Can you give back the data starting at the line containing "[trace] every instance of the decorative" and ending at the line containing "[(115, 108), (140, 108), (142, 89), (137, 83), (114, 83)]", with "ceramic" swapped for "clay" and everything else left unchanged?

*** Data in this exercise

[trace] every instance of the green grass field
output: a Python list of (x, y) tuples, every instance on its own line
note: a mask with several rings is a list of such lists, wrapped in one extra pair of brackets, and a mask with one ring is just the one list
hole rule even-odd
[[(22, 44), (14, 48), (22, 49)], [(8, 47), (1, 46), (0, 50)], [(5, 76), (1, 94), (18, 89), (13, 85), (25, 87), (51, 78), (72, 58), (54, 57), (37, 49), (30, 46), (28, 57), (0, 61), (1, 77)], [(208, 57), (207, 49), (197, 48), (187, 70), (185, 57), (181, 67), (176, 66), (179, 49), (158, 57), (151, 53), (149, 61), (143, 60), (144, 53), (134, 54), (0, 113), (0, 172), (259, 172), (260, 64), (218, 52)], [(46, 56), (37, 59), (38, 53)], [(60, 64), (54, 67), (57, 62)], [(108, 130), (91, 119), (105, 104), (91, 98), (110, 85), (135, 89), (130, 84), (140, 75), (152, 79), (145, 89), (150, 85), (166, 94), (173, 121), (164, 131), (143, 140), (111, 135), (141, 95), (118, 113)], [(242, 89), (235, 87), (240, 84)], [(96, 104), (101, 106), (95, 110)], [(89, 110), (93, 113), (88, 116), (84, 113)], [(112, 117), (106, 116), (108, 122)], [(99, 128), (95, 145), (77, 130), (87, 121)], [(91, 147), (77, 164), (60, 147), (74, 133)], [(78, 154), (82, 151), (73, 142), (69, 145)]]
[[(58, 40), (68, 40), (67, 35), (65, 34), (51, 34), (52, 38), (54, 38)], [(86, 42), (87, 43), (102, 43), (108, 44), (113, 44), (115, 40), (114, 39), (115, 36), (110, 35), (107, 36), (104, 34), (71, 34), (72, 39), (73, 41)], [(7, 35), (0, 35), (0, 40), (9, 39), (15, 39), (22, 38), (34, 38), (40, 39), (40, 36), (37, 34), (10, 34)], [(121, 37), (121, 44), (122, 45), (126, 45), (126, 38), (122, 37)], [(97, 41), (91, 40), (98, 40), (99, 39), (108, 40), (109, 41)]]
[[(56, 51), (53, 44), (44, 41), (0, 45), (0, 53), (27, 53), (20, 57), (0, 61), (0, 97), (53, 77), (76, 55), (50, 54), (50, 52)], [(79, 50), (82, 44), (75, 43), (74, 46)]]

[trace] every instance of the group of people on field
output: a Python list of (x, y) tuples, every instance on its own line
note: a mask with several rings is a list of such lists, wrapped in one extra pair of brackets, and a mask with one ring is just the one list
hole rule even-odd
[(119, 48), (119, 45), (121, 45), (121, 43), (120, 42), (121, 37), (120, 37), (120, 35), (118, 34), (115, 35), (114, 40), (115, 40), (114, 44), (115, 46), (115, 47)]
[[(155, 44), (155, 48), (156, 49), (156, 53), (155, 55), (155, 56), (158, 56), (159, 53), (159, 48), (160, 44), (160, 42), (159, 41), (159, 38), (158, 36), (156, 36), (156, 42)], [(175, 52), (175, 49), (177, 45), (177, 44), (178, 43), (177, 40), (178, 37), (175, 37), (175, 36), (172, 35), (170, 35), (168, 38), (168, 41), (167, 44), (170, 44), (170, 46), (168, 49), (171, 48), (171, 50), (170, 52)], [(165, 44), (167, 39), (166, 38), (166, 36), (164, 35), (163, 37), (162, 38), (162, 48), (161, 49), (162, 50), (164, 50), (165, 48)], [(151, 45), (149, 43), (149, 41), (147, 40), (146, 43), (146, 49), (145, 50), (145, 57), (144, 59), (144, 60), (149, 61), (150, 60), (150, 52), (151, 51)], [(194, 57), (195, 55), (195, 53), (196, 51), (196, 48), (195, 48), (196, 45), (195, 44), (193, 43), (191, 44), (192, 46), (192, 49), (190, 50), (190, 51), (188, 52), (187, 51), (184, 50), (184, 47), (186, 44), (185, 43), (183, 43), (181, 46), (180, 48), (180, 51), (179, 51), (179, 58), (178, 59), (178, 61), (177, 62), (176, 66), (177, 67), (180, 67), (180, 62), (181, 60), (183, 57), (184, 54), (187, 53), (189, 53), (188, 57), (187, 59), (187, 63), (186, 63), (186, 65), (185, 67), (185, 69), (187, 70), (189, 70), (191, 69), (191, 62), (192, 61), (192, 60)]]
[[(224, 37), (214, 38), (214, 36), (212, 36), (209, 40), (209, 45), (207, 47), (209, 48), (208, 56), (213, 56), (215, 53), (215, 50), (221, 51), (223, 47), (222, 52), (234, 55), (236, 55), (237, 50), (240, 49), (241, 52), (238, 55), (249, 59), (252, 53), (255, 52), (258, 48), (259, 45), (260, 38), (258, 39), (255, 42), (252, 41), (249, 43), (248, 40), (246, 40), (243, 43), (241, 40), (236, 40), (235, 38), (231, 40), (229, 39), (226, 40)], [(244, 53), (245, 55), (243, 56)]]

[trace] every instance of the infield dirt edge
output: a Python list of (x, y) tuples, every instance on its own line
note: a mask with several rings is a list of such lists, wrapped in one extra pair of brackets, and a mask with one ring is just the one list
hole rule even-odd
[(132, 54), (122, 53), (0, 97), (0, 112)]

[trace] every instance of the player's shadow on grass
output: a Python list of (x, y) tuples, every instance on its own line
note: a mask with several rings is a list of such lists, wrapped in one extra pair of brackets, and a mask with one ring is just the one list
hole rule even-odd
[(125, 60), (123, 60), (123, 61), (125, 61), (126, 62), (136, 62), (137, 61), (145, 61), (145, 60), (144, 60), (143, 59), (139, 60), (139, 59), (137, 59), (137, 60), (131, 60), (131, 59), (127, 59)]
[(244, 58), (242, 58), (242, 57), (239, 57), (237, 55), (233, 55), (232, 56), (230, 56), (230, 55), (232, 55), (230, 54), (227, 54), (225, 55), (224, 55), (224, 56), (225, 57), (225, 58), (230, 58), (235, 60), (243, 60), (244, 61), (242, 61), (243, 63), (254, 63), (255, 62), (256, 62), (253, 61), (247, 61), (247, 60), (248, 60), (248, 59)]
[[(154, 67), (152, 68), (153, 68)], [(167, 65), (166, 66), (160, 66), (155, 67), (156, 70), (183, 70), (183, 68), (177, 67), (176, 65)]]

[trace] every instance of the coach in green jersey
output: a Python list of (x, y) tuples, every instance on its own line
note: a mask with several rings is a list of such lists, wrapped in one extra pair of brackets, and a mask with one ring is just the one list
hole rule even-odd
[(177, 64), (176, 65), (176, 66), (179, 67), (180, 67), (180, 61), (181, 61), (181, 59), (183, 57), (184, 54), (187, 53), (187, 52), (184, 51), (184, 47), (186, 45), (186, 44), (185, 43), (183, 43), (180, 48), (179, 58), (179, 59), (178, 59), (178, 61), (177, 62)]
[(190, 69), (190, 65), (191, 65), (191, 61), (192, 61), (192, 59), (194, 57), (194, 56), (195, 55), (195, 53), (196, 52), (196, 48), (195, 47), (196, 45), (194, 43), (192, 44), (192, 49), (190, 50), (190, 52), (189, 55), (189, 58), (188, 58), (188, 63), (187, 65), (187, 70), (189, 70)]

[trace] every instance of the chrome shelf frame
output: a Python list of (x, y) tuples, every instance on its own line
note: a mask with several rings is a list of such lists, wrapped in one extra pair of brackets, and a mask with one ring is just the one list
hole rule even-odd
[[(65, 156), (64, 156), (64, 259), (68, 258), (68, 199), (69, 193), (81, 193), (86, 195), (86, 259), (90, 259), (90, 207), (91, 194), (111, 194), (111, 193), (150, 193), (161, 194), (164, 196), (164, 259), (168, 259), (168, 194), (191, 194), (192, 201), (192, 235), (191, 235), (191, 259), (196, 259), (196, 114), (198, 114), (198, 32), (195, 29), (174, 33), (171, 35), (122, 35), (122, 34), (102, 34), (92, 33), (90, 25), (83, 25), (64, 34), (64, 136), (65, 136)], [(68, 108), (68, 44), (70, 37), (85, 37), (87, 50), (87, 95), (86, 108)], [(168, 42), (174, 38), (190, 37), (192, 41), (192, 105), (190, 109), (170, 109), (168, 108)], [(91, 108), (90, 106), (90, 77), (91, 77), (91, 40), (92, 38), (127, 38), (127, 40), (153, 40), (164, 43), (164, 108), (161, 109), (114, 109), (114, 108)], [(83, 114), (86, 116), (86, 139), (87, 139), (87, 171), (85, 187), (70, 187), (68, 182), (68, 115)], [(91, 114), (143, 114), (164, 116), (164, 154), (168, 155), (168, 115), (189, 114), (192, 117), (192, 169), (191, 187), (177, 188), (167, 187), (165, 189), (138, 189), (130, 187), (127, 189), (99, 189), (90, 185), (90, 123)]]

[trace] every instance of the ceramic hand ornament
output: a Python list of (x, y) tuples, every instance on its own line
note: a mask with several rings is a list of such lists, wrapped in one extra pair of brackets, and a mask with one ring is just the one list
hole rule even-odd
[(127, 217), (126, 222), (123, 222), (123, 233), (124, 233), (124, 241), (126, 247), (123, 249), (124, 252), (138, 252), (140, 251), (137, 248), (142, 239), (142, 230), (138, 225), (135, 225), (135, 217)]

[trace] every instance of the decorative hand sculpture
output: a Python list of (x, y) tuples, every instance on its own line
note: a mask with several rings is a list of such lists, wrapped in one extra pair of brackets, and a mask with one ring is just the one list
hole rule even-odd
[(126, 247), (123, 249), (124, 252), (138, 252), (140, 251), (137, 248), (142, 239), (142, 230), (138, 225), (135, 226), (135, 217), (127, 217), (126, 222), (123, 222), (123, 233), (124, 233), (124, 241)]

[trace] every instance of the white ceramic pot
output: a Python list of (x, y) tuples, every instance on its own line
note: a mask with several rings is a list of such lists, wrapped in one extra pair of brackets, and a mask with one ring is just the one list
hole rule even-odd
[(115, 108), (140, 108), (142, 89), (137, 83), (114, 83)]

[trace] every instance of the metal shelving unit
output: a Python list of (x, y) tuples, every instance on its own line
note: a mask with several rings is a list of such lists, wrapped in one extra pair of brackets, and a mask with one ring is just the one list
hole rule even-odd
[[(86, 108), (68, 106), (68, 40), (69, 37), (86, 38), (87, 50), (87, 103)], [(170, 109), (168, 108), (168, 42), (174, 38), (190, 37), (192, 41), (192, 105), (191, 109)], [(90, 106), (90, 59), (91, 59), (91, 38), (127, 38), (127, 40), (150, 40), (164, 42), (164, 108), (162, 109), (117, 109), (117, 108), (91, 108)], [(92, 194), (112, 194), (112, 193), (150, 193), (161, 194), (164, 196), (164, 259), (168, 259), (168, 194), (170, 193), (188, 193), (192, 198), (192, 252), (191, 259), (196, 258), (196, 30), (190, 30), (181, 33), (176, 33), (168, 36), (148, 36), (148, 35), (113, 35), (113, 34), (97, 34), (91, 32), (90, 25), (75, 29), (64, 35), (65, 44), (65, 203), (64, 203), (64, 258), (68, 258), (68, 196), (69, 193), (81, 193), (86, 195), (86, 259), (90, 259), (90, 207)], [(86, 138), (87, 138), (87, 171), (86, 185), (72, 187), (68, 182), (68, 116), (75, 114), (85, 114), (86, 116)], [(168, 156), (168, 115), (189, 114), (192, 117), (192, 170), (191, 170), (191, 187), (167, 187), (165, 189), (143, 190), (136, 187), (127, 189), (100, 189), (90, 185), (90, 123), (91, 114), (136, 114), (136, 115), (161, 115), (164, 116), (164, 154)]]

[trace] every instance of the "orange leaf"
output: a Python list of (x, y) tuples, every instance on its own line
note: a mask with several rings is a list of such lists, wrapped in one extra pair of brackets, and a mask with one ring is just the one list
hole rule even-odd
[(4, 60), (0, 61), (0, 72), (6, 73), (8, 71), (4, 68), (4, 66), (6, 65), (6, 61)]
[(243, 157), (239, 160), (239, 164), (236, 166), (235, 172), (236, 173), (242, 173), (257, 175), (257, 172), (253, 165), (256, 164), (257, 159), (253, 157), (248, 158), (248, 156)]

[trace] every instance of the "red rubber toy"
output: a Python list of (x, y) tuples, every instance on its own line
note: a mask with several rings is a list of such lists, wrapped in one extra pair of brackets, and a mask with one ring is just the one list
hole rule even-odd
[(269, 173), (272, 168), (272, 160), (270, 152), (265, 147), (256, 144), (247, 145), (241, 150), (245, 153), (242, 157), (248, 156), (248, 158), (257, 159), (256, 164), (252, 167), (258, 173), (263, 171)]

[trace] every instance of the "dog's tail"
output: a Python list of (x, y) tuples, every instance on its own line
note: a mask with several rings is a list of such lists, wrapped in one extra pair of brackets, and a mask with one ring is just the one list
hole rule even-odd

******

* Exercise output *
[trace] every instance of the decorative hand sculpture
output: a Python list of (x, y) tuples, every instance on its own line
note: a mask with several rings is a list of such lists, wrapped in one extra pair of brackets, and a mask with one ring is just the one list
hole rule even-odd
[(126, 247), (123, 249), (124, 252), (138, 252), (140, 251), (137, 248), (142, 239), (142, 230), (138, 225), (135, 226), (135, 217), (127, 217), (126, 222), (123, 222), (123, 233), (124, 233), (124, 241)]

[trace] every instance of the white clay pot
output: a Python list of (x, y) tuples, every instance on its own line
note: a mask with several rings is a list of such lists, wrapped in one extra pair of brackets, and a mask with one ring is just the one list
hole rule even-odd
[(115, 108), (140, 108), (142, 89), (137, 83), (114, 83)]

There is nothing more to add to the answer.